» DOCUMENT SEGMENT:
# To beard or not to beard? that is the question



## Indigo Flow (Oct 3, 2009)

Who thinks ospi should keep his beard and who doesn't? 

(this was tutliputli's idea btw...)


----------



## tutliputli (Feb 22, 2009)

Well actually, this has absolutely nothing to do with me at all. Whatsoever. Nothing. Really.

Rach likes brown beards.


----------



## caflme (Jun 7, 2009)

KEEP IT!!! Without a Doubt!!! Was gonna post something to that effect but figured it would seem weird coming from someone my age.


----------



## dasdasfdasfasdfsa (Sep 23, 2009)

OMFG OSPI KEEP IT!!!111!11!!!11

get out the wizard hat n robe while ur at it!


----------



## caflme (Jun 7, 2009)

Ok, someone didn't vote....


----------



## Amocholes (Nov 5, 2003)

lose the beard but keep the mustache


----------



## kos (May 19, 2009)

Amocholes said:


> lose the beard but keep the mustache


other way around and dye it red.


----------



## origami potato (Jan 9, 2010)

If I could grow a beard, I would. *laughs* Keep it!


----------



## tutliputli (Feb 22, 2009)

Shave it all off, cut the hair and send the products to meeeeeeee


----------



## millenniumman75 (Feb 4, 2005)

lose it.
Although, I like the idea of coloring it :lol.


----------



## zookeeper (Jun 3, 2009)

I can't believe we even need to ask this question.


----------



## Jnmcda0 (Nov 28, 2003)

To beard or not to beard
That is the question
Whether 'tis nobler in the mind to suffer the slings and arrows of outrageous facial hair
Or to take razors against a sea of stubble and, by shaving, end them
To trim, to shave
To shave, perchance to bleed. Aye, there's the rub!
For in that shave of wrath what nicks may come when we have shuffled off this mortal beard?


----------



## pollster (Oct 4, 2009)

I think he looks great with all that hair.


----------



## sda0 (Oct 16, 2009)

flyingspatula said:


> get out the wizard hat n robe while ur at it!


Quotethief!!!! :b


----------



## pita (Jan 17, 2004)

Beard!


----------



## caflme (Jun 7, 2009)

Can't vote for my 11 year old son but he says to keep it too.... lol... he says you look like his dad lol... haha... too funny. Actually when his dad and I were dating, the pictures he has, he did have a beard and mustache just like that and looked very hot.


----------



## shyvr6 (Feb 18, 2008)

Keep it.


----------



## AussiePea (Mar 27, 2007)

It's going if you like it or not :wife


----------



## melissa75 (Feb 16, 2010)

I say lose it! Although, it looks nice, but I always think clean-shaven looks best!


----------



## WTFnooooo (Mar 27, 2010)

The beard is the fastest growing hair on a male's body.
As you age it grows faster and thicker.


----------



## dasdasfdasfasdfsa (Sep 23, 2009)

at least keep the hair man!


----------



## AussiePea (Mar 27, 2007)

lol too late, all is gone! Posted pics on my profile if anyone cares lolz. Anyway I look like a sad teen now.


----------



## Post_Punk_Proclivity (Oct 12, 2008)

Well, I think it's pretty clear where I stand on the matter :lol


Oh, mine is coming, don't you worry.


----------



## Post_Punk_Proclivity (Oct 12, 2008)

I didn't even look at this thread properly! Ospi, grow the damn thing back so I don't look like a douche bag will you..


----------



## KittyGirl (May 14, 2010)

Beards are great!
They make some people look super old when they're young- then they can buy beer and cigarettes underage! 
lol


----------



## AussiePea (Mar 27, 2007)

lolol, best.bump.ever. Well I am sporting some pretty mega growth atm, will need a pic soon I guess.


----------



## Toad Licker (Nov 2, 2007)

Never seen it so I can't really say one way or the other.


----------

» JOB A: Say whether each statement agrees with the beard thread above, answering yes or no and quoting the deciding words: (i) Amocholes suggests removing the beard but keeping the mustache. (ii) caflme's 11-year-old son wants the beard shaved off. (iii) AussiePea reports that the beard has already been removed.

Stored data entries

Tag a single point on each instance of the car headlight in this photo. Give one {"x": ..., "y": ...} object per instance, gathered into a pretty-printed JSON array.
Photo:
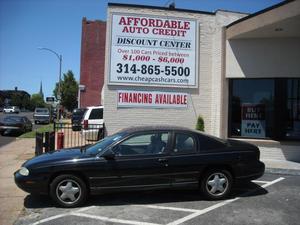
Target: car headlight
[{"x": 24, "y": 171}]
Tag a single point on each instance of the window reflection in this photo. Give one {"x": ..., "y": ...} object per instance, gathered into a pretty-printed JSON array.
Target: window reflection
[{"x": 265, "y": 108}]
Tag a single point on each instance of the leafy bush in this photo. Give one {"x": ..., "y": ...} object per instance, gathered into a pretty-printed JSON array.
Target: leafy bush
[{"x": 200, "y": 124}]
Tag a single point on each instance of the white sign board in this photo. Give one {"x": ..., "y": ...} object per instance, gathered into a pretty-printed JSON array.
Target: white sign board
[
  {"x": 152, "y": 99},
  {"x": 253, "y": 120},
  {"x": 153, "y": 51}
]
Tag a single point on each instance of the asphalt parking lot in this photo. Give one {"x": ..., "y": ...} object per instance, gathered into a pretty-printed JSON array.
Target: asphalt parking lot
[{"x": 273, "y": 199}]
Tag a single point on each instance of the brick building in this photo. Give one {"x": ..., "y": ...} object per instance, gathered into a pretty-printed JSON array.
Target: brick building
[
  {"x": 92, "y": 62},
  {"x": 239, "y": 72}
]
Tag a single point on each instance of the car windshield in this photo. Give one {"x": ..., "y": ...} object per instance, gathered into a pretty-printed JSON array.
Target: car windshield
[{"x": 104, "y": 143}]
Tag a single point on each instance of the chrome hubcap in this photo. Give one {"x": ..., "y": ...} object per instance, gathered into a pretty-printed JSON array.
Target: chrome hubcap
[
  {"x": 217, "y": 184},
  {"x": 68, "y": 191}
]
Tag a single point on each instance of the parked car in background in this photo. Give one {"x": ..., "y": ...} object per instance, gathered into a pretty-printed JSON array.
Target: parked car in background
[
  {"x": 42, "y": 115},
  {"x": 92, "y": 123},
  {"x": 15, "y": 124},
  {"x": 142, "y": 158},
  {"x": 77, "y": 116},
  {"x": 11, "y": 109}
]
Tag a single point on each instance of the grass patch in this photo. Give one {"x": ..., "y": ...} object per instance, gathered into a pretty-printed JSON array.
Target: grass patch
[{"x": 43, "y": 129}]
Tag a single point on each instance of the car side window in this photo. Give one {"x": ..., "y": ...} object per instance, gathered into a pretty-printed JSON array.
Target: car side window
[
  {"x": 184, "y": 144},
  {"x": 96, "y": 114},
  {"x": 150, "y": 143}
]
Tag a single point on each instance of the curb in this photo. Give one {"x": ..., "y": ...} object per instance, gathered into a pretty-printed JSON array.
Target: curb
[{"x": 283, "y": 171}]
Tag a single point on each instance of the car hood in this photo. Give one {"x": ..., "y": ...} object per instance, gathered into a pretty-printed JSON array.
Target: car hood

» JOB B: Show every line of the listing that contains the string "reflection".

» EXERCISE RESPONSE A:
(i) Yes: "lose the beard but keep the mustache"
(ii) No: "he says to keep it too"
(iii) Yes: "lol too late, all is gone!"

» EXERCISE RESPONSE B:
Tag a single point on each instance of the window reflection in this photo. Give one {"x": ..., "y": ...} object per instance, gathered into a pretty-printed JSON array.
Target: window reflection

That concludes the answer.